* What is needed *
If a line in the material below holds the string "sign", tally it, then give the tally alone.

* Records shown *

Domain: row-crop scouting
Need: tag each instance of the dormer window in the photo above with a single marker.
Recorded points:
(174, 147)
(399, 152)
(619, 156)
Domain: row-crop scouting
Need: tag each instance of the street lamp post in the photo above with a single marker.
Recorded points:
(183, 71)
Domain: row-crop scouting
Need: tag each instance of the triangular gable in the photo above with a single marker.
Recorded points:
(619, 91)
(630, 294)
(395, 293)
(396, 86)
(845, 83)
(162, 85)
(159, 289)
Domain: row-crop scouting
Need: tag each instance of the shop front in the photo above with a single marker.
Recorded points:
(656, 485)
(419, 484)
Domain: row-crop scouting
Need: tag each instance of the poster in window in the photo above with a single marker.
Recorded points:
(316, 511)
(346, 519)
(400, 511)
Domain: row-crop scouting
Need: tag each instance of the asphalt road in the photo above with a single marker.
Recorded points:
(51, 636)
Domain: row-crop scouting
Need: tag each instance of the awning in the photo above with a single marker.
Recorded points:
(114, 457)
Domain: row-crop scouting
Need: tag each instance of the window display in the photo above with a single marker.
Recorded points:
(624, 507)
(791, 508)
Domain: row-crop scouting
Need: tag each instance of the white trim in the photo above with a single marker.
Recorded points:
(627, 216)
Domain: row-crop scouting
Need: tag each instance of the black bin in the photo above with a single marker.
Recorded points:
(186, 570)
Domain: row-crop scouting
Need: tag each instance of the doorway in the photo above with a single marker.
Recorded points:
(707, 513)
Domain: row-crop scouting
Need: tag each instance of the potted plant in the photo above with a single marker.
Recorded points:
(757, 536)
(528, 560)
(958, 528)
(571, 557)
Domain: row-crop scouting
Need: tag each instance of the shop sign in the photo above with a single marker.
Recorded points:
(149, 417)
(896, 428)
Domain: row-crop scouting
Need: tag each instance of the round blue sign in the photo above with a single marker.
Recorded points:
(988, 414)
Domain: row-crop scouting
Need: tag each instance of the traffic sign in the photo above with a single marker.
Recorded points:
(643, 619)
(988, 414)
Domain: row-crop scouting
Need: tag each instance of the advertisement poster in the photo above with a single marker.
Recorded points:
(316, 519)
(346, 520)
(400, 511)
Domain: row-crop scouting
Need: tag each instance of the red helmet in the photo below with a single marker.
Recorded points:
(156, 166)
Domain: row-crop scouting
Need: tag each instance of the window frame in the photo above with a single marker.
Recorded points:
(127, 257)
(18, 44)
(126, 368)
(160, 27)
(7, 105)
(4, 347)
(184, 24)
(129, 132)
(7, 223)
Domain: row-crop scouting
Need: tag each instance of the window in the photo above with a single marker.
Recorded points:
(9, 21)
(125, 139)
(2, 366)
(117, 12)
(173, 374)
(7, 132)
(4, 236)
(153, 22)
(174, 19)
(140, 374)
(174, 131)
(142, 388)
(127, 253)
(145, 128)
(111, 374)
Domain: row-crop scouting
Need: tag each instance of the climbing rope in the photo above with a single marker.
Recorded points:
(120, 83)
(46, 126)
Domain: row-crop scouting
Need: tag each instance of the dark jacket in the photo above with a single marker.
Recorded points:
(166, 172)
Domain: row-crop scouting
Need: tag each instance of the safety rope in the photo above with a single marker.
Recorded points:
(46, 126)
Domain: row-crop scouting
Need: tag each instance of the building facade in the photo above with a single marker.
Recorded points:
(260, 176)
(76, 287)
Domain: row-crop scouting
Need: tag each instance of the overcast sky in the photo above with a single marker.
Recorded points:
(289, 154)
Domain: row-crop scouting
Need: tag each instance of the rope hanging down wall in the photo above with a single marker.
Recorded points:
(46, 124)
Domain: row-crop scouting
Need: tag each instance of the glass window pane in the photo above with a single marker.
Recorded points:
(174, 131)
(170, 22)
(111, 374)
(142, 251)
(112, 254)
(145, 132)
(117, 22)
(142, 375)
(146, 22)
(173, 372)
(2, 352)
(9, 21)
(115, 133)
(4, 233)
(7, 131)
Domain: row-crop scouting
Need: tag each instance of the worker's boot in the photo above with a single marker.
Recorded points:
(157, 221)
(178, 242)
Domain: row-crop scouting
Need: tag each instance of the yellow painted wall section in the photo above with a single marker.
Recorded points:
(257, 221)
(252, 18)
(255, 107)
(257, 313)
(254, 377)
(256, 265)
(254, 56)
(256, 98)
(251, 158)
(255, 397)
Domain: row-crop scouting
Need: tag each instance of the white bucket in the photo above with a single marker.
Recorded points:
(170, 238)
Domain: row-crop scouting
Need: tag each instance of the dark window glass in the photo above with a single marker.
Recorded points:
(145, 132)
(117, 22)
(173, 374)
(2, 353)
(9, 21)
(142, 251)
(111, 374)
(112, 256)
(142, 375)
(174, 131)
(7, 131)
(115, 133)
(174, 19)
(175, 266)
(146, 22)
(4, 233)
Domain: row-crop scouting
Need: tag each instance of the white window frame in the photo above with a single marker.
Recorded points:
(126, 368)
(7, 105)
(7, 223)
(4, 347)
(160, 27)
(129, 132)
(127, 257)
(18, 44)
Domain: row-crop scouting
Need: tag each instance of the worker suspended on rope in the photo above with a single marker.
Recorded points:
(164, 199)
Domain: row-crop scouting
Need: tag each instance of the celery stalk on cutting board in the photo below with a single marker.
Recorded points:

* Written answer *
3